— 目的 —
「光而不耀」を説明した文章から、「是以聖人、方而不割、廉而不劌、直而不肆、光而不耀。」で始まり「それ正なし。正は復(ま)た奇と為(な)り、善は復た訞(よう)と為る。」で終わる部分を、一字一句違えずに書き写しなさい。

— 引用文 —

光而不耀(ひかりてかがやかず)

輝く本質は内面に秘める

うまくいかないことも多くあります。

出典

禅書ではなく、老子が出典です。

禅の文脈でも時に使われる言葉です。

老子

原文をみると、繰り返し言葉、反対語などを用いて調子を出していることが分かります。

短文ながら、深い意味があり、同時にこうしたレトリックの巧妙さがあり、一級の古典とされる理由が分かります。

其政悶悶、其民醇醇。

其政察察、其民缺缺。

禍兮福之所倚、福兮禍之所伏。

孰知其極。

其無正。正復爲奇、善復爲訞。

人之迷、其日固久。

是以聖人、方而不割、廉而不劌、直而不肆、光而不耀。

書き下し文

その政(まつりごと)悶悶(もんもん)たれば、その民は醇醇(じゅんじゅん)たり。

その政察察(さつさつ)たれば、その民は欠欠(けつけつ)たり。

禍いは福の倚(よ)る所、福は禍いの伏(ふ)す所。

孰(た)れかその極を知らん。

それ正なし。正は復(ま)た奇と為(な)り、善は復た訞(よう)と為る。

— データ抜粋 —
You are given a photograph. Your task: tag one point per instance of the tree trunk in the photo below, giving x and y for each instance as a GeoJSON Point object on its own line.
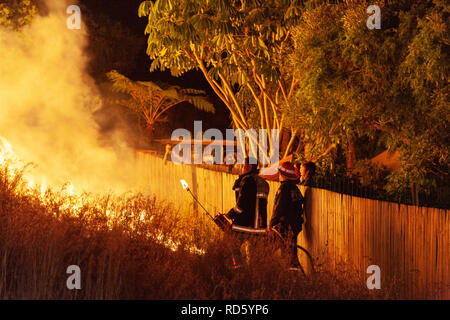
{"type": "Point", "coordinates": [351, 156]}
{"type": "Point", "coordinates": [150, 129]}
{"type": "Point", "coordinates": [284, 140]}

— 解答 —
是以聖人、方而不割、廉而不劌、直而不肆、光而不耀。

書き下し文

その政(まつりごと)悶悶(もんもん)たれば、その民は醇醇(じゅんじゅん)たり。

その政察察(さつさつ)たれば、その民は欠欠(けつけつ)たり。

禍いは福の倚(よ)る所、福は禍いの伏(ふ)す所。

孰(た)れかその極を知らん。

それ正なし。正は復(ま)た奇と為(な)り、善は復た訞(よう)と為る。